━━━━━ DATA EXCERPTS
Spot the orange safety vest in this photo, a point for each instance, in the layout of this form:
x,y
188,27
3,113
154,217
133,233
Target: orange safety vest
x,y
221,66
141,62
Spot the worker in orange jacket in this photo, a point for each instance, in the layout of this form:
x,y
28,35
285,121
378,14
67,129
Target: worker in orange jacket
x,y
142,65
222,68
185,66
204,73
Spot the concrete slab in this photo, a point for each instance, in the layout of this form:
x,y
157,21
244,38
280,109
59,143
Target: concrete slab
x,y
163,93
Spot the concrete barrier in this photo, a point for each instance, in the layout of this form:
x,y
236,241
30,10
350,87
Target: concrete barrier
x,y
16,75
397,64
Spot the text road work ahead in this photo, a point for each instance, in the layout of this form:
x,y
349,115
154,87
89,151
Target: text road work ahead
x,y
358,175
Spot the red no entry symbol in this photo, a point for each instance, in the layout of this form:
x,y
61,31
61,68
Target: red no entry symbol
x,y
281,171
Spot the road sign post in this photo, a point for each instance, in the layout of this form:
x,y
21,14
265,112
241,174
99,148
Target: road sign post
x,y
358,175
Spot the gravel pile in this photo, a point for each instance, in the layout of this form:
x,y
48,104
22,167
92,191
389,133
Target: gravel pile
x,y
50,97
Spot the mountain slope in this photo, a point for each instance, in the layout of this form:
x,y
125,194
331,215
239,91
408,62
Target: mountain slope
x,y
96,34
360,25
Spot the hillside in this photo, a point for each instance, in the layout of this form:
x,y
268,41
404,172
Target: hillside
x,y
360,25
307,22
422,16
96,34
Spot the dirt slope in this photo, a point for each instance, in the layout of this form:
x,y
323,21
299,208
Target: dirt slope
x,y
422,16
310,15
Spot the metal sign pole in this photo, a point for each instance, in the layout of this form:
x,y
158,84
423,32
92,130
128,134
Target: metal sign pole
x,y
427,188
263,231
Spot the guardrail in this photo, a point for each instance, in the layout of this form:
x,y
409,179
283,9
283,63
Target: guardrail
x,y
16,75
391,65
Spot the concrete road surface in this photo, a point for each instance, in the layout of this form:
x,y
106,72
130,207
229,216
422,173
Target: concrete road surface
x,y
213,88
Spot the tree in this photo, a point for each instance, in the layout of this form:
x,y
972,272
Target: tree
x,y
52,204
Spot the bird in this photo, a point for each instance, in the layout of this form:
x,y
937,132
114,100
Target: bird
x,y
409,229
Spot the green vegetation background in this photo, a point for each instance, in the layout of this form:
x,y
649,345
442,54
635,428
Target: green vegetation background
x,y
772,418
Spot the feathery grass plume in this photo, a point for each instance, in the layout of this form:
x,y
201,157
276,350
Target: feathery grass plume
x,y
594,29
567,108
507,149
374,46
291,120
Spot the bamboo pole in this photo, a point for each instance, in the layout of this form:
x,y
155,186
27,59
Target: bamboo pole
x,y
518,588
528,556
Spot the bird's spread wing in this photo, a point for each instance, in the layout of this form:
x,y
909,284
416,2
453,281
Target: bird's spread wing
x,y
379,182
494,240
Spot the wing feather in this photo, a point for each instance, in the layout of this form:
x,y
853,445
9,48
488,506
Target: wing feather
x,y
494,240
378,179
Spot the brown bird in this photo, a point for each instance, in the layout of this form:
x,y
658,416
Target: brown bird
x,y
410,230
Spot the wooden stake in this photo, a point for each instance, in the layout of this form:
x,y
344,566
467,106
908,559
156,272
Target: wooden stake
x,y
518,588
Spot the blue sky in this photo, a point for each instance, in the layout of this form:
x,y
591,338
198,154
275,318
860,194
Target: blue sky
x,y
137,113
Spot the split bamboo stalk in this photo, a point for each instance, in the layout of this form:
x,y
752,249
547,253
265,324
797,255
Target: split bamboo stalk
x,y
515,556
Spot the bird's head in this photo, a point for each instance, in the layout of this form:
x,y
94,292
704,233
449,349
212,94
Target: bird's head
━━━━━━━━━━
ASSIGNMENT
Transcribe all of the records above without altering anything.

REPLY
Spot the orange safety vest in this photo, a point for each instance, in the layout of this form:
x,y
188,27
3,113
154,217
133,233
Target: orange safety vest
x,y
221,66
141,62
Spot the worker in orange jacket in this photo, a point for each instance, in the layout of this form:
x,y
28,35
285,121
378,14
67,129
Target: worker in orange jacket
x,y
142,65
222,68
185,66
204,73
Spot the concrete slab in this photo, a point for each instance, in the layout of this form:
x,y
157,21
244,38
280,109
59,143
Target: concrete slab
x,y
163,93
Spot the concrete barrier in this photo, a point for each instance, in the layout of this form:
x,y
236,241
30,10
350,87
Target: concrete barrier
x,y
16,75
397,64
Spot the text road work ahead in this photo, a point for each instance, in the layout of this form:
x,y
349,115
154,87
89,151
Target: text road work ahead
x,y
358,175
Spot the red no entry symbol in this photo, a point for each instance, in the layout of this form:
x,y
61,31
61,68
Target: red no entry symbol
x,y
281,171
Spot the road sign post in this photo, a point for each instance, in the layout of this form:
x,y
21,14
265,112
241,174
99,148
Target: road sign post
x,y
358,175
Spot the gravel pile in this photo, a point for each instance, in the layout of this form:
x,y
48,104
22,167
92,191
389,133
Target: gravel pile
x,y
50,97
Spot the mountain slope in this photo, a point for each instance, in the layout of this form:
x,y
125,194
331,215
239,91
408,62
Target: mountain slope
x,y
96,34
360,25
Spot the hillside in this photo, a point for each instance, in the layout of this form:
x,y
268,41
404,172
Target: hillside
x,y
360,25
307,22
422,16
96,34
Spot the dirt slope in this photo, a point for each instance, in the layout of this form:
x,y
323,21
299,208
Target: dirt slope
x,y
422,16
310,15
Spot the metal sign pole in this photo, a point for each instance, in the layout of this form:
x,y
158,84
423,32
92,130
128,134
Target: metal sign pole
x,y
427,188
263,231
Spot the guardrail in this photo, a point for each instance, in the layout of this form:
x,y
409,179
283,9
283,63
Target: guardrail
x,y
16,75
391,65
Spot the concrete road surface in this photo, a point for each instance, in the layout of this form:
x,y
106,72
130,207
229,216
422,173
Target: concrete road surface
x,y
213,88
Spot the tree in this photo, a point for each instance, in the layout of this form:
x,y
972,272
Target: tree
x,y
52,204
Spot the bird in this photo, a point for each instance, in the layout of this form:
x,y
937,132
114,100
Target: bird
x,y
409,229
Spot the green vegetation background in this photo, a point for each instance, in the layout of this form:
x,y
649,345
442,54
635,428
Target: green vegetation background
x,y
772,418
Spot the feathery grass plume in this photo, a point for each instance, in the layout of this form:
x,y
201,157
276,350
Target: feathery grass plume
x,y
594,29
567,108
507,149
374,46
291,120
Spot the bamboo pole in this photo, a point for each instance, in the layout of this form:
x,y
155,186
27,59
Target: bamboo pole
x,y
518,588
528,556
Spot the bird's spread wing in this photo, a point for each instance, in the layout of this form:
x,y
909,284
416,2
453,281
Target: bird's spread wing
x,y
379,182
494,240
Spot the wing feather in this photo, a point for each instance, in the layout of this form:
x,y
853,445
9,48
488,506
Target: wing feather
x,y
494,240
378,179
Spot the brown bird in this photo, a point for each instance, in the layout of this form:
x,y
658,416
Target: brown bird
x,y
410,230
Spot the wooden stake in this photo, a point for each instance, in the layout of this form:
x,y
344,566
467,106
908,559
156,272
Target: wooden stake
x,y
518,588
Spot the blue sky in this photo, a point for each instance, in the layout of this form:
x,y
591,338
198,154
275,318
860,194
Target: blue sky
x,y
137,113
Spot the split bamboo stalk in this photo, a point for each instance, in the layout of this form:
x,y
752,249
547,253
265,324
797,255
Target: split bamboo stalk
x,y
515,556
Spot the bird's head in this photo, a point for each instance, in the layout of this form:
x,y
94,292
704,233
449,349
212,94
Target: bird's head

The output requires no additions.